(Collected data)
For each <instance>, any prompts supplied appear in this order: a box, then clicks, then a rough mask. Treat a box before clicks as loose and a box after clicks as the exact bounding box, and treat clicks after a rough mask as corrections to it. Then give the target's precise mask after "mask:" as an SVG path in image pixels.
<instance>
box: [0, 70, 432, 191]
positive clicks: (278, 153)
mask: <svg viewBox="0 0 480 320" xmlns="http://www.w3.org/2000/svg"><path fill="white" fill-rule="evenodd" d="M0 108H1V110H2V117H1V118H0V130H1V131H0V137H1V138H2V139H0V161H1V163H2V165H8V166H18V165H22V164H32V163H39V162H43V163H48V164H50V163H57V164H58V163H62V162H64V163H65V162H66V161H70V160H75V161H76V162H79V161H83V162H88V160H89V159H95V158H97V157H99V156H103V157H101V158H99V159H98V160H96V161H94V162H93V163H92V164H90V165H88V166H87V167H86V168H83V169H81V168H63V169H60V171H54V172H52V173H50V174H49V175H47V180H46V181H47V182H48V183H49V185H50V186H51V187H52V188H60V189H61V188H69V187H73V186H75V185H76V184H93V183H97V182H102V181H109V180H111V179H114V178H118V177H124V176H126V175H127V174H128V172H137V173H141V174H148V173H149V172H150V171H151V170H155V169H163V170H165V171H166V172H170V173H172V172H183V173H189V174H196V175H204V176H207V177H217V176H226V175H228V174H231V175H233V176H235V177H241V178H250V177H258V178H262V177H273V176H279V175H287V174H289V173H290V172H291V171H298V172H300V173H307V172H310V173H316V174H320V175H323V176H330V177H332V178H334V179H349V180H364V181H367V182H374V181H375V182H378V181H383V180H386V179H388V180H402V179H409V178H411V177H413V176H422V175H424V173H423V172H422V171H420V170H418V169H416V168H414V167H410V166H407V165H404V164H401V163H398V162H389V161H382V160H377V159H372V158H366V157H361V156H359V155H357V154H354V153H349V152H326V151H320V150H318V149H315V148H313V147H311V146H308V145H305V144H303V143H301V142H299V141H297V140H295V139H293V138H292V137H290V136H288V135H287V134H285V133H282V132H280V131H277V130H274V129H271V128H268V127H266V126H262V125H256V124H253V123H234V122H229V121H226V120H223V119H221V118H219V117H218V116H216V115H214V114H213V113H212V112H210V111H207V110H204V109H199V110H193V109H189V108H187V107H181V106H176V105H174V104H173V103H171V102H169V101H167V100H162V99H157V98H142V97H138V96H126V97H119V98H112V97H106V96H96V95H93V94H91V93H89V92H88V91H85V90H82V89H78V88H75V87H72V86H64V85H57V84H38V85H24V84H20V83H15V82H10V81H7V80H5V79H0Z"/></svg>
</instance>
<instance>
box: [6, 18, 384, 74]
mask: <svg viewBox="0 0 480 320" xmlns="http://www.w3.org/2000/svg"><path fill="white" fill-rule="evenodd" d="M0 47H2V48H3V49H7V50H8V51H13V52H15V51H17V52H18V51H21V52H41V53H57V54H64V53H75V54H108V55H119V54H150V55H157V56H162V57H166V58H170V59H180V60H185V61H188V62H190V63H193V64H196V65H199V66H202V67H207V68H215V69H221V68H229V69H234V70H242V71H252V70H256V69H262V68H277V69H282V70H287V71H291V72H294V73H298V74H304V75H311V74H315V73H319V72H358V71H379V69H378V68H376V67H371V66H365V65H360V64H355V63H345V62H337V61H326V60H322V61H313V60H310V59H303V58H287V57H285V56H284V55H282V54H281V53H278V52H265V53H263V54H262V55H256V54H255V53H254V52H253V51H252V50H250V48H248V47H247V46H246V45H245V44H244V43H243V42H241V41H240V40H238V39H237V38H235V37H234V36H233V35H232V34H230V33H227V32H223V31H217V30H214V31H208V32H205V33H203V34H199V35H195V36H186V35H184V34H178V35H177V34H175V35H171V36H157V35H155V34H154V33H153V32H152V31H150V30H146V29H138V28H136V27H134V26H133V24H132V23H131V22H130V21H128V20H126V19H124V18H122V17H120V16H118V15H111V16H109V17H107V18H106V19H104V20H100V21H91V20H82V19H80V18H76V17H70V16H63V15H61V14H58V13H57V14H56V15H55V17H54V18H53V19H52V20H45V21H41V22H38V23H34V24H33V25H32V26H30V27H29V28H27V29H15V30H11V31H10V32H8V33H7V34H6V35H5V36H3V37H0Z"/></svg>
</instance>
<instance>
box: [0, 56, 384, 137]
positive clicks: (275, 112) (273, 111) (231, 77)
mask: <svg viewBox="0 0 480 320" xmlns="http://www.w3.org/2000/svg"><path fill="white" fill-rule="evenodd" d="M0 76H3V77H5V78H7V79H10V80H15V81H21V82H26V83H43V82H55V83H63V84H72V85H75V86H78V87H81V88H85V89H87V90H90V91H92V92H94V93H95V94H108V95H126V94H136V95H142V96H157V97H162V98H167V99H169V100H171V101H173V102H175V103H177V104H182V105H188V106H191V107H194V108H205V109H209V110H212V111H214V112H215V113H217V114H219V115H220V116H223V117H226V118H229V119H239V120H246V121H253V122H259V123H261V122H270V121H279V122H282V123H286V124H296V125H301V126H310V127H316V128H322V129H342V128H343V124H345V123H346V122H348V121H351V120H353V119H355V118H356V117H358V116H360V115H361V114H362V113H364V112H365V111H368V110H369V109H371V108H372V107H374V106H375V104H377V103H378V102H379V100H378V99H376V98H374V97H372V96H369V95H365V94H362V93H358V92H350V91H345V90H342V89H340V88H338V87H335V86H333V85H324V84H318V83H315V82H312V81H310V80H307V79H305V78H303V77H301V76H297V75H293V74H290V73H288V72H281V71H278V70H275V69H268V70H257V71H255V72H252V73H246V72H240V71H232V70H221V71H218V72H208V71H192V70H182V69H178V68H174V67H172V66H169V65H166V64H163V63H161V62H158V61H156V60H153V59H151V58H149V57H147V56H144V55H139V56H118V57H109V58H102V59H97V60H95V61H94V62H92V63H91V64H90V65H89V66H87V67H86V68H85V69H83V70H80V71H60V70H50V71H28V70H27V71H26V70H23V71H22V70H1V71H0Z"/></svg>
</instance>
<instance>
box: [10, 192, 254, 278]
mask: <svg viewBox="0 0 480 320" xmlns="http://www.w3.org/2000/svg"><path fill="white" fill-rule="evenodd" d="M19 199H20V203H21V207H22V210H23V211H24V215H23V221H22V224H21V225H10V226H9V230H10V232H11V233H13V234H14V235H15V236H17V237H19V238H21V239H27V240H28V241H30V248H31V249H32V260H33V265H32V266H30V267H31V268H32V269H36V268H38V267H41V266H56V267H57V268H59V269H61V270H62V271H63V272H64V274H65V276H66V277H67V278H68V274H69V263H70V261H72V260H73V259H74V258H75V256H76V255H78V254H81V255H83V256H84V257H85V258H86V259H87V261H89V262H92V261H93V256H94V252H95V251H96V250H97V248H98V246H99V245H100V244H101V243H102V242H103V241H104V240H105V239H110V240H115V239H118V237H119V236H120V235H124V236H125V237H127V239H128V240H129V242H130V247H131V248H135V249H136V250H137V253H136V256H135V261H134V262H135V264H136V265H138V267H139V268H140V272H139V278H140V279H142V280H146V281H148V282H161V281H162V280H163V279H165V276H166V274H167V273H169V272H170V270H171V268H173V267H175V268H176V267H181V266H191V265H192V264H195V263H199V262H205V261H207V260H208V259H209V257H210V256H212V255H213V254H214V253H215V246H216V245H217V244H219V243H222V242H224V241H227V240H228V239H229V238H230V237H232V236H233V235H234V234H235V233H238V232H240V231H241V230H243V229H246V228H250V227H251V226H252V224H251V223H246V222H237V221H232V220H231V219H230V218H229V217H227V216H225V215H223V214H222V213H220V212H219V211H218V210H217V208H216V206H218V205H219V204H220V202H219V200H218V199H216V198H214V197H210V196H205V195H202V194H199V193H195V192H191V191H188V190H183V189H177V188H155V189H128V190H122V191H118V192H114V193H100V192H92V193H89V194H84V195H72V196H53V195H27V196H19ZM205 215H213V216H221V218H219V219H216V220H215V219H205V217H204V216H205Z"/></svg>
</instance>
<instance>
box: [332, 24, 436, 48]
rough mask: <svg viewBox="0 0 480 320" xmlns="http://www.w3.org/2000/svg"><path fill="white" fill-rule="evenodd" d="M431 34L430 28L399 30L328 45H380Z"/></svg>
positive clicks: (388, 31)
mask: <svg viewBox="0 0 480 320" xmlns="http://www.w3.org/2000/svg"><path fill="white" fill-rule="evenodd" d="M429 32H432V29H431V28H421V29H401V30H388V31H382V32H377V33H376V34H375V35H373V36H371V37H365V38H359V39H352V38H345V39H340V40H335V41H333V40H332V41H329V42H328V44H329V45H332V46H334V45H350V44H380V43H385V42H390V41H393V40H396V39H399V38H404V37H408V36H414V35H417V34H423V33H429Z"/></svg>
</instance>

EXERCISE INSTRUCTIONS:
Determine how many lines of the data above contain the string "positive", and give the result with nothing else.

ANSWER FOR THIS EXERCISE:
3